- Co należy zrobić
1. Wypisz z historii Gruszki wszystko od słów „Na miły koniec” aż po słowa „po kilku tygodniach.”, bez żadnych zmian.
2. Dopisz dalszy ciąg historii Gruszki, zaczynając zaraz po jej ostatnim zdaniu.

- Fragment tekstu

════════════════

27 sierpnia 2023 r.

Na miły koniec dzisiejszego dnia mamy przyjemność udostępnić Wam historię przemiany kociego owoca – Gruszki, Gruszeńki, Grusznika, Gru. Uwaga – będzie długo, ale czytanie to balsam dla duszy!

Oto historia:
Gruszkę poznałam w czerwcu 2022 r., jako początkująca wolontariuszka w kociarni Fundacji Głosem Zwierząt.

Była chyba pierwszą kotką, której klatkę sprzątałam. Siedziała wciśnięta w pręty klatki, ale w reakcji na dotyk wyginała grzbiecik do góry i mruczała. Grzbiecik nie prezentował się najlepiej: Grusznik miała tam ogromny ropień, więc po jego usuwaniu był cały wygolony. Prawie nie podnosiła głowy. Jej niesamowite oczy – jedno żółte, drugie brązowe – zobaczyłam więc dopiero po kilku tygodniach.

════════════════

- Pokazane informacje
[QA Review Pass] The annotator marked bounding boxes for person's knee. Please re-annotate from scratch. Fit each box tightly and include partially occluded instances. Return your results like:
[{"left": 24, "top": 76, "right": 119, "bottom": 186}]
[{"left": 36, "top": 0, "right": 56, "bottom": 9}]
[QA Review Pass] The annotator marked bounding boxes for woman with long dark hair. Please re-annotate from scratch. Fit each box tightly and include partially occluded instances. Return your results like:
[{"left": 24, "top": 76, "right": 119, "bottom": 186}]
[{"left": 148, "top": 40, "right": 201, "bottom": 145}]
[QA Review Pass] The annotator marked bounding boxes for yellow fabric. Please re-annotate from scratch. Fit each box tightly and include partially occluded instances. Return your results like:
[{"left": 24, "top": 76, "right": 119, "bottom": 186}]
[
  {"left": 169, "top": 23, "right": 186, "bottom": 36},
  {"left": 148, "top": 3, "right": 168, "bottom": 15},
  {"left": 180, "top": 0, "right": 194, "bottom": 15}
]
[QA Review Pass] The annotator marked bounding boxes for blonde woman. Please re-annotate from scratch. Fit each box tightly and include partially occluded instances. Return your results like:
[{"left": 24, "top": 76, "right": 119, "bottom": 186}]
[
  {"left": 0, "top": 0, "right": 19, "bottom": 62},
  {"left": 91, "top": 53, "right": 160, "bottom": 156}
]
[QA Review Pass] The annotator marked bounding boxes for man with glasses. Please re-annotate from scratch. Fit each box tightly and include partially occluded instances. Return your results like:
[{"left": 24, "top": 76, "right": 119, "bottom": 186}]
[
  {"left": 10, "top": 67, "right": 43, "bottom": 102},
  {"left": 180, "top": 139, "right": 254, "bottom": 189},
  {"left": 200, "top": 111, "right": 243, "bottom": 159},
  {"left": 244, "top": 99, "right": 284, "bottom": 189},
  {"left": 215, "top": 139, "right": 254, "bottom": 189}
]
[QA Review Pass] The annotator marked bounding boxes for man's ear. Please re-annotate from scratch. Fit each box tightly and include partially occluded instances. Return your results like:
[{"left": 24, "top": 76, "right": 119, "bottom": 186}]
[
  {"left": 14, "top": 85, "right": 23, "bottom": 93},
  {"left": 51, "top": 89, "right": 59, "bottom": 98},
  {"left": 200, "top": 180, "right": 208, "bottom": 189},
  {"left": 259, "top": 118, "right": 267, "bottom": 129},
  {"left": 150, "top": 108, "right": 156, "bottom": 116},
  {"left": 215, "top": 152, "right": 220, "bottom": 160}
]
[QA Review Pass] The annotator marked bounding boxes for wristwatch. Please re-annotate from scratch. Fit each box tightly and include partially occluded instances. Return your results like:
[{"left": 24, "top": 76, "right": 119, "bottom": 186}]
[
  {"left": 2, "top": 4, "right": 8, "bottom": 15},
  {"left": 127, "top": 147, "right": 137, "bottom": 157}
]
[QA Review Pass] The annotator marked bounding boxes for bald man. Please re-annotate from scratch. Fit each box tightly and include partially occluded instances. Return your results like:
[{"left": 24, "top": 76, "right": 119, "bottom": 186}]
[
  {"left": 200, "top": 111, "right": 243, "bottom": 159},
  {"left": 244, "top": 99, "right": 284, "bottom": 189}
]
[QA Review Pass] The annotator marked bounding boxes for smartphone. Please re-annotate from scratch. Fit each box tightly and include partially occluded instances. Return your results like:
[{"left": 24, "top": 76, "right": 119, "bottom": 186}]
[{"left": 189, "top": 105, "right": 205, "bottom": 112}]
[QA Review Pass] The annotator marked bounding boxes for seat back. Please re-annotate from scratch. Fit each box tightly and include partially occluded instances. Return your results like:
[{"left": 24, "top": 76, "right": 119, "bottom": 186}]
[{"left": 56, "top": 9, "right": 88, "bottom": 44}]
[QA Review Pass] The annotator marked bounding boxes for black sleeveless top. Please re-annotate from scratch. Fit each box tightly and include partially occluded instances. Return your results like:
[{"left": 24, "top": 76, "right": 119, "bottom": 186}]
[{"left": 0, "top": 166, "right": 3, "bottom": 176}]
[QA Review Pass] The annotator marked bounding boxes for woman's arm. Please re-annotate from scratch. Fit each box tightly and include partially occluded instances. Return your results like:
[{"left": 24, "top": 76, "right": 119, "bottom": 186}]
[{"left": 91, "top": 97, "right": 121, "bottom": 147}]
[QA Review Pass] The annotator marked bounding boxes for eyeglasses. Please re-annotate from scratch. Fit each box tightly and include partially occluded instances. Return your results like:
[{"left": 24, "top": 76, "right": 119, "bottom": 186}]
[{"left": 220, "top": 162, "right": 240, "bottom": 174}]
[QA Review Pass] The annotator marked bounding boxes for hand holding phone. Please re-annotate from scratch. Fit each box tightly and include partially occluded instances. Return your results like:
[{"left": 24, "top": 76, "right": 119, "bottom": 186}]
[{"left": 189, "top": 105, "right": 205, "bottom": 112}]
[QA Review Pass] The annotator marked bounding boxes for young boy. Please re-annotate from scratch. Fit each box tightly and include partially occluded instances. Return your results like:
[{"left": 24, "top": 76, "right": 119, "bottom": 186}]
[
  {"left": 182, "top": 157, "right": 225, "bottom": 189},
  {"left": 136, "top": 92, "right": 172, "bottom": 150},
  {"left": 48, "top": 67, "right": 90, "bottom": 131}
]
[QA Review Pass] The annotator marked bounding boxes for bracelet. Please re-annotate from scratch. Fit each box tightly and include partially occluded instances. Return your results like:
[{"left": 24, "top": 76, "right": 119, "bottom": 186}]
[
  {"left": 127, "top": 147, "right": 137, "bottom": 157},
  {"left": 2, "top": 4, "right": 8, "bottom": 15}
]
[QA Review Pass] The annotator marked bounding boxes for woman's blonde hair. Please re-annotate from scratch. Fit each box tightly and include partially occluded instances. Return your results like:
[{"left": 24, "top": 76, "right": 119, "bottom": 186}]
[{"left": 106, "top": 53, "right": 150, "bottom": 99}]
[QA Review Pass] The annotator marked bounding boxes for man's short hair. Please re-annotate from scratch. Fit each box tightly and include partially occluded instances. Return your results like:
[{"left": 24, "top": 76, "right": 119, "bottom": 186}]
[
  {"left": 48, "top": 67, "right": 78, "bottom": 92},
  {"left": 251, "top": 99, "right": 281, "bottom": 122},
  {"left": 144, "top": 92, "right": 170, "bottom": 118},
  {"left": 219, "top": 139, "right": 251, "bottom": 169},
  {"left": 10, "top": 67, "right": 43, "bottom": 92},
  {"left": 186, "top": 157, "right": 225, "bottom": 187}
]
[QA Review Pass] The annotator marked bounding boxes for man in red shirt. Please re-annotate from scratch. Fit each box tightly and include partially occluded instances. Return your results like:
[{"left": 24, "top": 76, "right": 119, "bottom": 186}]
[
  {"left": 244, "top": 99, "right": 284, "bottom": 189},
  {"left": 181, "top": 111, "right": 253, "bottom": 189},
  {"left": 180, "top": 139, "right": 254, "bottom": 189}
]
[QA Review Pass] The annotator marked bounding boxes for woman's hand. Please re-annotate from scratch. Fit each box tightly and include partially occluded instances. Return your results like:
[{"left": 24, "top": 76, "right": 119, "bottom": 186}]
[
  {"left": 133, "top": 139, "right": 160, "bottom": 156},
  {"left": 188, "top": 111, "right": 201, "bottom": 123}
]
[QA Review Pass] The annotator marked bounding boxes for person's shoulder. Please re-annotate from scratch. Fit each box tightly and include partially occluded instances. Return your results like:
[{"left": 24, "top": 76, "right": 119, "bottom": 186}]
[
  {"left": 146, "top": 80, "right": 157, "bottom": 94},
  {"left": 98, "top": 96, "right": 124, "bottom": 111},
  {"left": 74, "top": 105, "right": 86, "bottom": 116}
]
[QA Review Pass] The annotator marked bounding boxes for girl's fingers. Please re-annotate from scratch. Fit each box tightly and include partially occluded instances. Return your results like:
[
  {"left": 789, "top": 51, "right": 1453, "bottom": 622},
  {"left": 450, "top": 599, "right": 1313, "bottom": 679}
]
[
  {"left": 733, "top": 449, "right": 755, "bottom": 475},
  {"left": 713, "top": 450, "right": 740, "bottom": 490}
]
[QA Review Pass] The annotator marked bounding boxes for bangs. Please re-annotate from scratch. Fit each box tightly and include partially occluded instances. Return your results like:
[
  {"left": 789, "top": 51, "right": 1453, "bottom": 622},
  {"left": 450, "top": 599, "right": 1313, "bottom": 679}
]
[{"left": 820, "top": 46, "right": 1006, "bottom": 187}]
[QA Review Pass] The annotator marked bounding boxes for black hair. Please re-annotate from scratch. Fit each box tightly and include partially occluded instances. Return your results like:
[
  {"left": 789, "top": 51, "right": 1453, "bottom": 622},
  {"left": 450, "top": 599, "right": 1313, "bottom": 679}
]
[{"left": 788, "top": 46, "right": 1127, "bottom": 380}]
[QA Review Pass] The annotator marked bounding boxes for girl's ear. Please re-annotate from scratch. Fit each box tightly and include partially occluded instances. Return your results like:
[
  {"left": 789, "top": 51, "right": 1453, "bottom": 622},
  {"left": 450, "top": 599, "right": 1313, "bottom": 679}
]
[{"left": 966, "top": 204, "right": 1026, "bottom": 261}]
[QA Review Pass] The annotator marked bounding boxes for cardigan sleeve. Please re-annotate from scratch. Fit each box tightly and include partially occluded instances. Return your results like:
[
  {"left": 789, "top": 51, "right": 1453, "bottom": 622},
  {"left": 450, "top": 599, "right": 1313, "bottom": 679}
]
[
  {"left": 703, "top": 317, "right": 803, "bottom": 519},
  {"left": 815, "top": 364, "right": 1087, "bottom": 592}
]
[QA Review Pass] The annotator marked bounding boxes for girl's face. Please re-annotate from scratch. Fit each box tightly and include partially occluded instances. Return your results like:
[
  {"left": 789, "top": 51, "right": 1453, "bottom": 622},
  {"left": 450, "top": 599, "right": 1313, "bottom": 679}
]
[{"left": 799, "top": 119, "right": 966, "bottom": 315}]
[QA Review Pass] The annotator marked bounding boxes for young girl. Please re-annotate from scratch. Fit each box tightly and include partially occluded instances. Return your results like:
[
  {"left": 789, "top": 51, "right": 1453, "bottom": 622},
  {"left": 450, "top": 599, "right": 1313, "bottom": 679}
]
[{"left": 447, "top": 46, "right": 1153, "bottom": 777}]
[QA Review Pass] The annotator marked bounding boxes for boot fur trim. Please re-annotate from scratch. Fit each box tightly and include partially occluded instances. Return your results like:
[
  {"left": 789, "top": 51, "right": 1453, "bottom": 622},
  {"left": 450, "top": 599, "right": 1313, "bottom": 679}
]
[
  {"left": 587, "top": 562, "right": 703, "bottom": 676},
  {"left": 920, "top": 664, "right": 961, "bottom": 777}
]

════════════════

- Odpowiedzi do zadań
1.
Na miły koniec dzisiejszego dnia mamy przyjemność udostępnić Wam historię przemiany kociego owoca – Gruszki, Gruszeńki, Grusznika, Gru. Uwaga – będzie długo, ale czytanie to balsam dla duszy!

Oto historia:
Gruszkę poznałam w czerwcu 2022 r., jako początkująca wolontariuszka w kociarni Fundacji Głosem Zwierząt.

Była chyba pierwszą kotką, której klatkę sprzątałam. Siedziała wciśnięta w pręty klatki, ale w reakcji na dotyk wyginała grzbiecik do góry i mruczała. Grzbiecik nie prezentował się najlepiej: Grusznik miała tam ogromny ropień, więc po jego usuwaniu był cały wygolony. Prawie nie podnosiła głowy. Jej niesamowite oczy – jedno żółte, drugie brązowe – zobaczyłam więc dopiero po kilku tygodniach.

2.
„Każdego kotka będziesz chciała wziąć do domu” – mówiłam sobie. „Każdy cię rozczuli”. Ale z Gruszką było inaczej!

Są takie zwierzęta, które trafiają najkrótszą drogą do twojego serca. It’s a match!

Po okresie kwarantanny Gruszka trafiła do bawialni. Zazwyczaj kotki przyjmują to z ulgą: zamiast siedzieć w klatce, mogą eksplorować pokój pełen zabawek, drapaków i zakamarków. Gruszka jednak fatalnie znosiła obecność innych kotów. Zamiast w bawialni poczuć się lepiej, z każdym dniem była bardziej przerażona i wycofana… Zapadała się w sobie, a do tego okropnie bolały ją dziąsła i nadżerki w jamie ustnej. Coraz gorzej znosiła podawanie leków. Ilekroć wchodziłam do bawialni, siedziała skulona w tym samym kącie… Nastroszona sierść, spięte mięśnie, cofnięta głowa i bezdenny smutek w oczach.

Nie mogłam przestać o niej myśleć!

Opowiedziałam o Gruszce Kamykowi. Kamyk, mój rok wcześniej adoptowany kotek, młodziak, słodziak i rozbójnik, zachwycony nie był – ale nie zawetował. Więc 8 sierpnia 2022 roku Gruszka zamieszkała z nami!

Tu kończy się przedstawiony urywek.